# Prompt
Locate every line in the records below that holds the word "white" and return each one.

# Input for this task
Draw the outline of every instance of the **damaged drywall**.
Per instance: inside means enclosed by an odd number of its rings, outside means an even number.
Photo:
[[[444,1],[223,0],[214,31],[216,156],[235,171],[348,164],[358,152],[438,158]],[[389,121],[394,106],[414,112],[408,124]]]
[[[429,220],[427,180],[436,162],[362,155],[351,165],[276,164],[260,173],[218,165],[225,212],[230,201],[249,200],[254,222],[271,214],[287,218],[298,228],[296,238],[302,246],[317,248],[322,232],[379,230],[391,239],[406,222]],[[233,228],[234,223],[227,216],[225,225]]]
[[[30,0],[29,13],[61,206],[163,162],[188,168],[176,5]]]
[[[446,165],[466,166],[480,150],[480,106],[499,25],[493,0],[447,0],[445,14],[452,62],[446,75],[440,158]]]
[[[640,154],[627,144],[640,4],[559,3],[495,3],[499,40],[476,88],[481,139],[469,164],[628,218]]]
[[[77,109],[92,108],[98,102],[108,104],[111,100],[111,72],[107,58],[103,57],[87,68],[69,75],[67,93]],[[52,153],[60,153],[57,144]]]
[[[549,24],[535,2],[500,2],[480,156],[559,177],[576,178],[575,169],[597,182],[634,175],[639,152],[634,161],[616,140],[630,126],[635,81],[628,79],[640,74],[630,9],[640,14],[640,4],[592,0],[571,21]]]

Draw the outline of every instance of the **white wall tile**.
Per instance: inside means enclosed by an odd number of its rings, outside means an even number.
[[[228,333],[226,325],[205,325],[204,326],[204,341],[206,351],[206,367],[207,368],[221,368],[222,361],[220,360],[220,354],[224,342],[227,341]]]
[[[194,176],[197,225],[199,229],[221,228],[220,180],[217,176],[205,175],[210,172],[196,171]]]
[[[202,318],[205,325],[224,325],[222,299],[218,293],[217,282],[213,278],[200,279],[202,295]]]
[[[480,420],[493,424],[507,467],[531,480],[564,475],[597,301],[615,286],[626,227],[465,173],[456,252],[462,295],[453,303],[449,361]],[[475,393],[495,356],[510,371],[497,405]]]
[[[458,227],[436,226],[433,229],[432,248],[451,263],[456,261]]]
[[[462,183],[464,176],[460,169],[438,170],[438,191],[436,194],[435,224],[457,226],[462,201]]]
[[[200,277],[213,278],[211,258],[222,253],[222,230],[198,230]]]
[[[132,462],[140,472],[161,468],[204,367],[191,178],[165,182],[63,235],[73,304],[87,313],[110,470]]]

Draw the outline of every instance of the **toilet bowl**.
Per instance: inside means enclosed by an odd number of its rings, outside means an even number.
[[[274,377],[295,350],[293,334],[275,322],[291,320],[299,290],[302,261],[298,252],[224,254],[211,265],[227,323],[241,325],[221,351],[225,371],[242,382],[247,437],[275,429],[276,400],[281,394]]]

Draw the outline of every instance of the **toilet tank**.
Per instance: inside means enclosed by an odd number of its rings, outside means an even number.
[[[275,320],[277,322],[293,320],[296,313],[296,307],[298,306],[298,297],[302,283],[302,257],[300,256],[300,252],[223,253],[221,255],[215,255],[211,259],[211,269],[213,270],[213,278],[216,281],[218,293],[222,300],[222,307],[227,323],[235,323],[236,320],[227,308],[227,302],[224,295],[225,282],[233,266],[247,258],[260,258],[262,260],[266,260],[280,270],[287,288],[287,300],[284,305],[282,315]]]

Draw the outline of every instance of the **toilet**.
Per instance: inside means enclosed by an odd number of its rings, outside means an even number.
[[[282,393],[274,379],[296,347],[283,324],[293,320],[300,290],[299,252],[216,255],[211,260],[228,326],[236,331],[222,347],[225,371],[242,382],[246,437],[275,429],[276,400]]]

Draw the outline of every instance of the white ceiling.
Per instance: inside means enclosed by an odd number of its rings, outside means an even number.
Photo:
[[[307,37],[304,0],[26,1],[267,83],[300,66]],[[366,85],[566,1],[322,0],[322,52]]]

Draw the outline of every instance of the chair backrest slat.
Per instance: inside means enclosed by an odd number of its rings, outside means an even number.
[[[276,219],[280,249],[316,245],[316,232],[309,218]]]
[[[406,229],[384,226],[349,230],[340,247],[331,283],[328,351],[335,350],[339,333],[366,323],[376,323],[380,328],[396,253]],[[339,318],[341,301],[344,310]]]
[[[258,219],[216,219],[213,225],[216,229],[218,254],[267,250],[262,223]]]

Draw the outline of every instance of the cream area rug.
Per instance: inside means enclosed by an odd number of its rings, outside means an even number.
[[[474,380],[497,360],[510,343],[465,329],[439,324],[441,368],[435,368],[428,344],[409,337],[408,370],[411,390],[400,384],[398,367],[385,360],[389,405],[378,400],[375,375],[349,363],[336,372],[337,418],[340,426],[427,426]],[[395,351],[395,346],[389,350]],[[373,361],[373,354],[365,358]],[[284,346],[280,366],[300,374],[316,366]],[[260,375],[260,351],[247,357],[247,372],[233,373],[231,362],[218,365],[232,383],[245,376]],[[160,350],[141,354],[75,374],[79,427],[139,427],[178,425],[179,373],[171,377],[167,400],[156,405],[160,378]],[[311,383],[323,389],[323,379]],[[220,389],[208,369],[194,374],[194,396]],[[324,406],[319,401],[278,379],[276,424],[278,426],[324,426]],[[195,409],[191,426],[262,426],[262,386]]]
---
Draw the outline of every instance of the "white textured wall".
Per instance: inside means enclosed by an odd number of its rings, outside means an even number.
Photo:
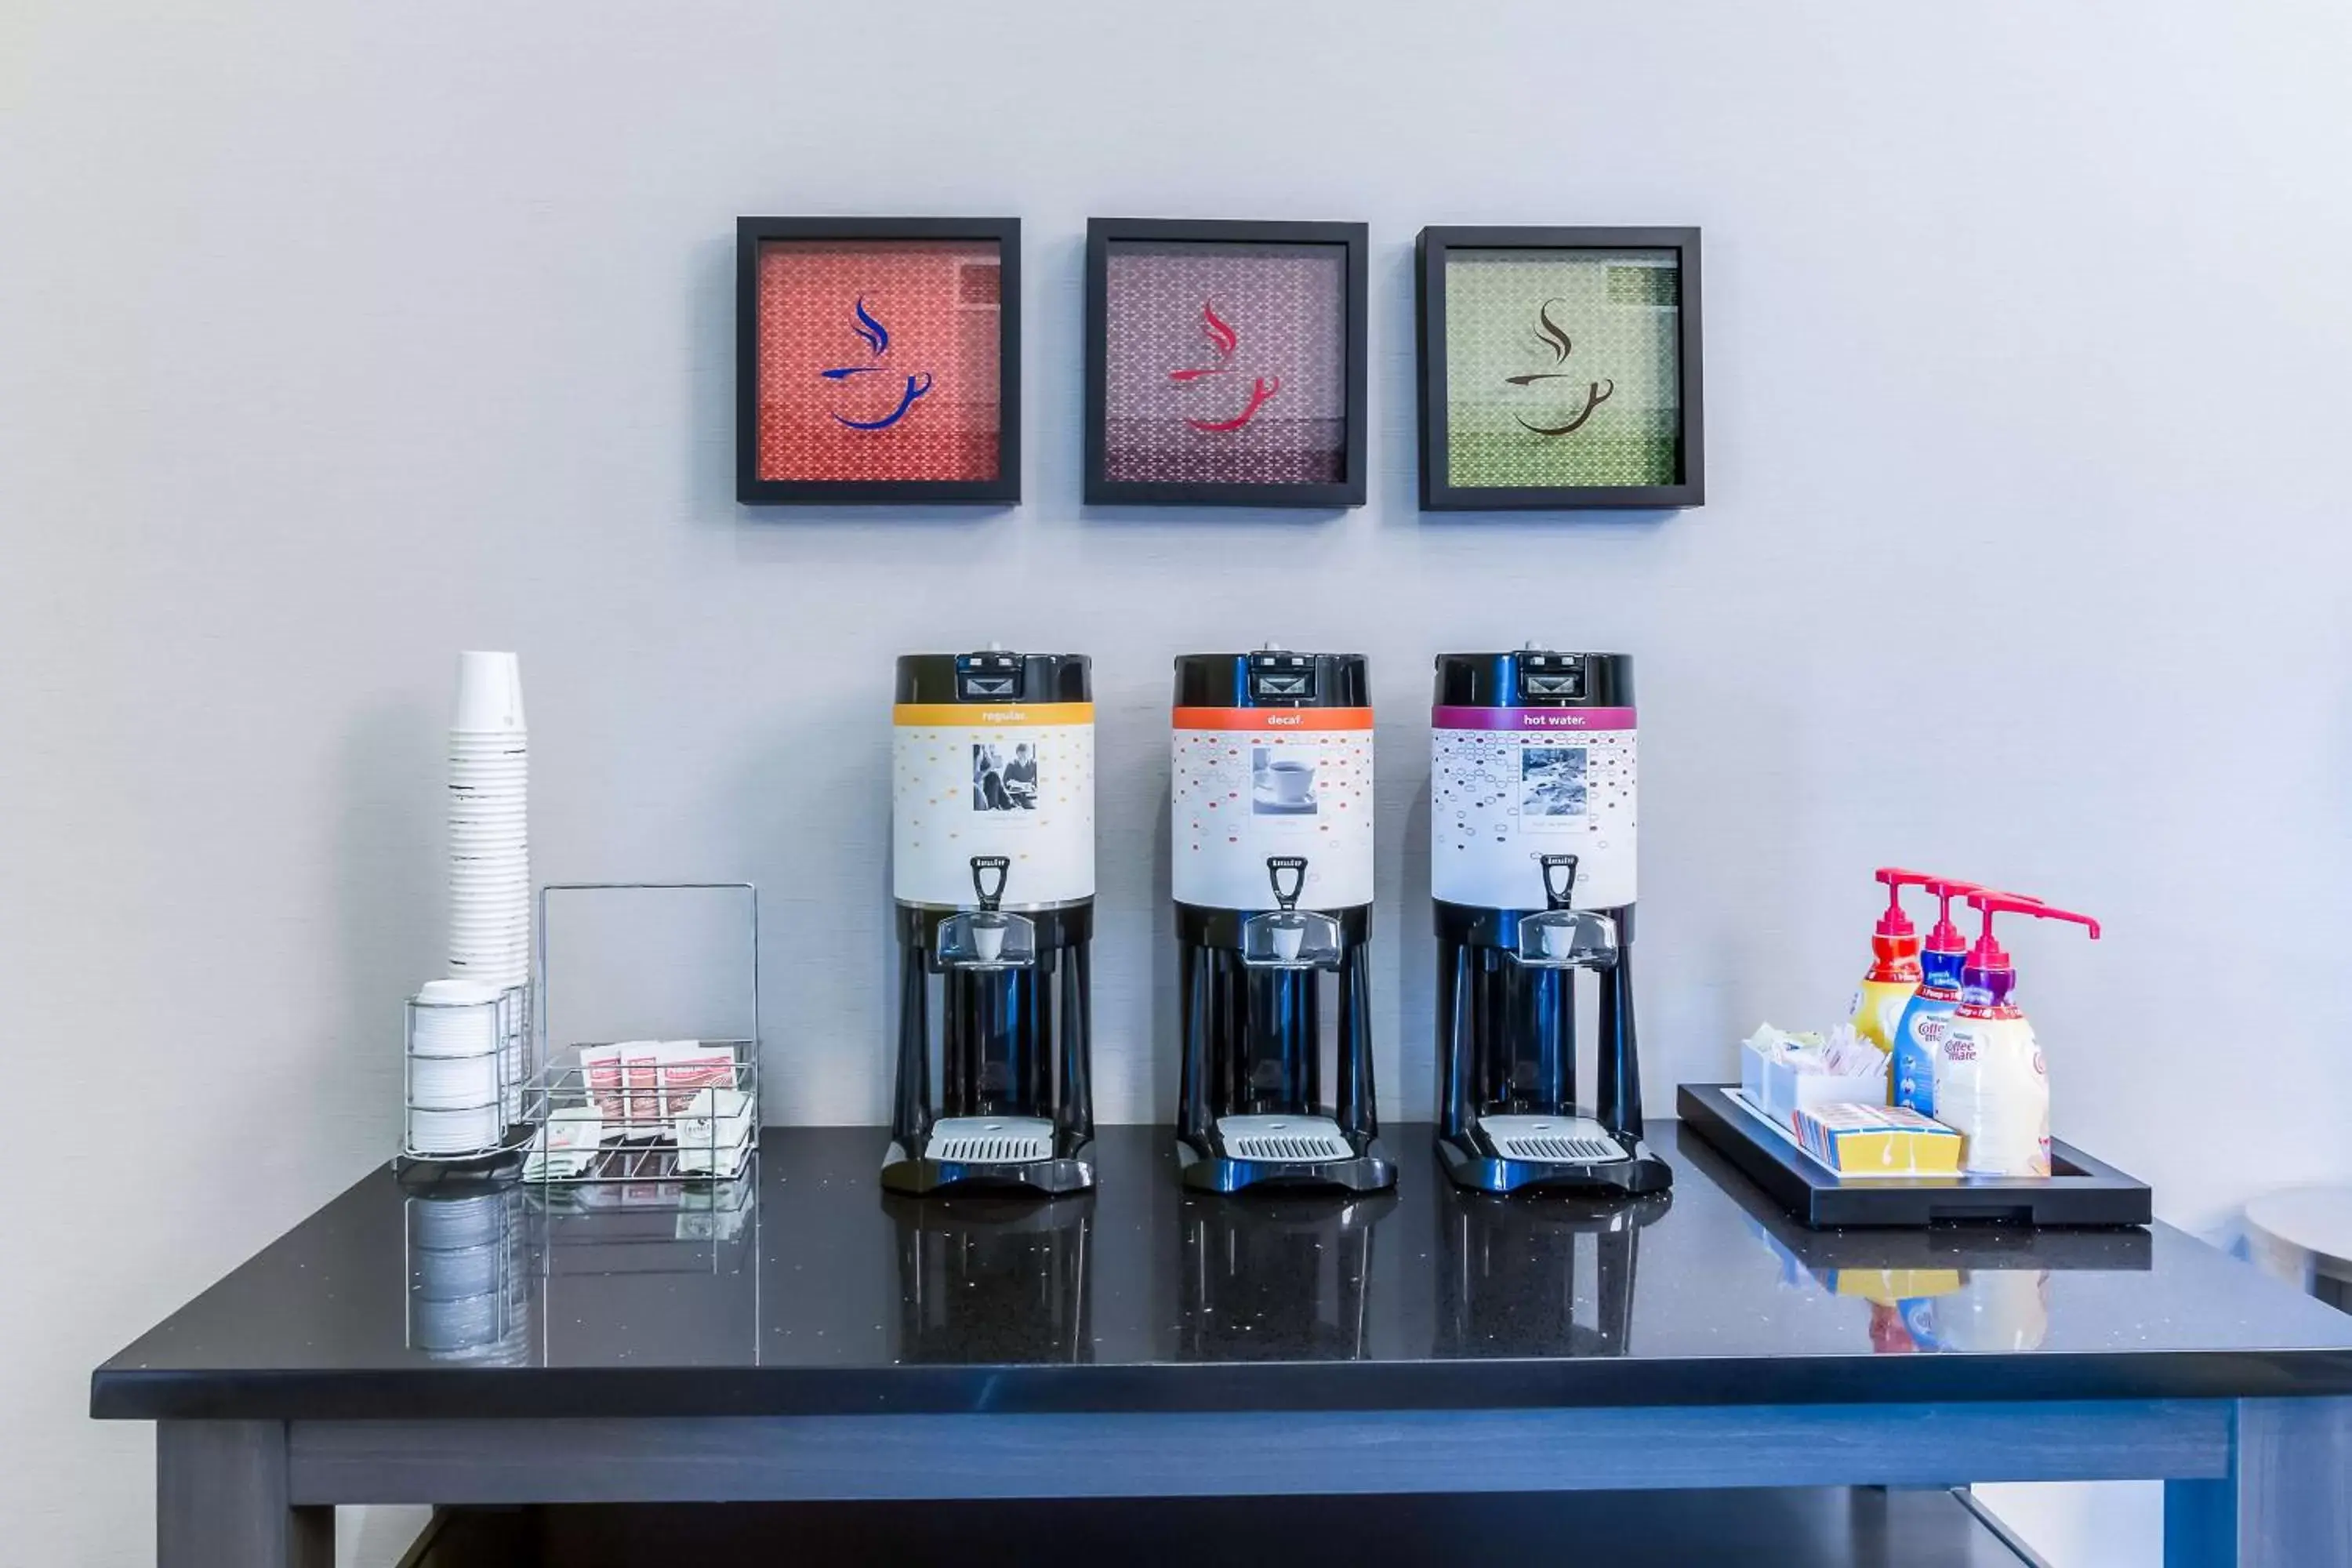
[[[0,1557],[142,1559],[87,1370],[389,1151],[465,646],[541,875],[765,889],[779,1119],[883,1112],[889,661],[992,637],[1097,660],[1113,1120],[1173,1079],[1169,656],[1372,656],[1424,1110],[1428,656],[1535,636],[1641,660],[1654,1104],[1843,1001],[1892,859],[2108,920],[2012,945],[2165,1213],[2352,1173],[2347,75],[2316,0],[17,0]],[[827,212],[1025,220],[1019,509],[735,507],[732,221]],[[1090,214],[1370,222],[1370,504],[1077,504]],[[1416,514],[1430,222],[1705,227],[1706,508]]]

# Expected answer
Draw the outline of every instance of the **white wall tile**.
Draw the outline of every instance of the white ceiling.
Draw the outline of every instance of the "white textured wall".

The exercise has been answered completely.